** Extract **
Name: "Richard Beal"

So, you've never seen Predator before now? It's a fun little movie. You should check out the sequel, too. It's not nearly as good as the first (and, in fact, is a loose adaptation of a 4-part comic book miniseries published by Dark Horse that featured Dutch's brother in LA rather than the Danny Glover character they ended up with), but the final showdown and its immediate aftermath make up for any shortcomings. Not high cinema by any stretch of the imagination, but sometimes those are the most fun.

** Brief **
In the comment about Predator, what is the sequel said to be loosely adapted from?

** Data records **
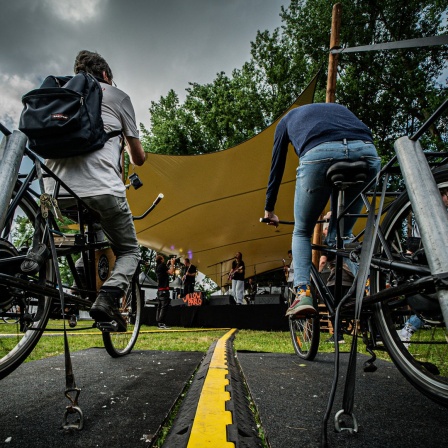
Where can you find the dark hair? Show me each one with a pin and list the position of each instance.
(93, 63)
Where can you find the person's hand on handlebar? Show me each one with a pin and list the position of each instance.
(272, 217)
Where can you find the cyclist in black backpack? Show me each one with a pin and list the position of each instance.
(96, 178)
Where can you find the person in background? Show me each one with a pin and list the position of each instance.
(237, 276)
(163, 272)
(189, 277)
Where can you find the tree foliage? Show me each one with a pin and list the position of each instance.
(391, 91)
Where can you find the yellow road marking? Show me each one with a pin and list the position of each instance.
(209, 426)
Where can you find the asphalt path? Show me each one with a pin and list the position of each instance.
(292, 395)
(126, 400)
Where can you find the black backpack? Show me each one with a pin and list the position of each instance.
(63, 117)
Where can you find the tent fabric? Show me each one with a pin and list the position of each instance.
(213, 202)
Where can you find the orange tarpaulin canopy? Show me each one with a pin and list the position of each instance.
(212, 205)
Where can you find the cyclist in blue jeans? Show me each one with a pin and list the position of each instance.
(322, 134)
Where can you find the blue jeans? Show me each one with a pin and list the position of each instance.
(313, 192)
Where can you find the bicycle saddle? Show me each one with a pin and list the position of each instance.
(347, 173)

...

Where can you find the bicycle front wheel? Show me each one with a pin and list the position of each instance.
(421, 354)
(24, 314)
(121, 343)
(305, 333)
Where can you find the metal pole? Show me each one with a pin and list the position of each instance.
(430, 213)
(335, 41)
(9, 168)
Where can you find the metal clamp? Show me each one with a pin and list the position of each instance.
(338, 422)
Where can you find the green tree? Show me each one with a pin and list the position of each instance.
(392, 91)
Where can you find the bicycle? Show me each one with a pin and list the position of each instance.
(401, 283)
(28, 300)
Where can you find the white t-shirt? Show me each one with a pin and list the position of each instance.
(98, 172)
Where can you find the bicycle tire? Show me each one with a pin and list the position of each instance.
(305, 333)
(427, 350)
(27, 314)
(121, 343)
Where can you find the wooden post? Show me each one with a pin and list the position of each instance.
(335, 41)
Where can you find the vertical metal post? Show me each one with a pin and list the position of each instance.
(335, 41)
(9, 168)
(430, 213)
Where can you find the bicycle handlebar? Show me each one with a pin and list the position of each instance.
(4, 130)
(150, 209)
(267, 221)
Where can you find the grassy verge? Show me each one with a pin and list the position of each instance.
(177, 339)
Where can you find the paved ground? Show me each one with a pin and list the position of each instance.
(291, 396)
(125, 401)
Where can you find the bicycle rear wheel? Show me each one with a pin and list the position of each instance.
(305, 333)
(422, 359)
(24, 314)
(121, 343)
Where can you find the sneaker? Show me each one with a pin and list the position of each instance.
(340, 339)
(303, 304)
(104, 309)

** Written response **
A 4-part comic book miniseries published by Dark Horse.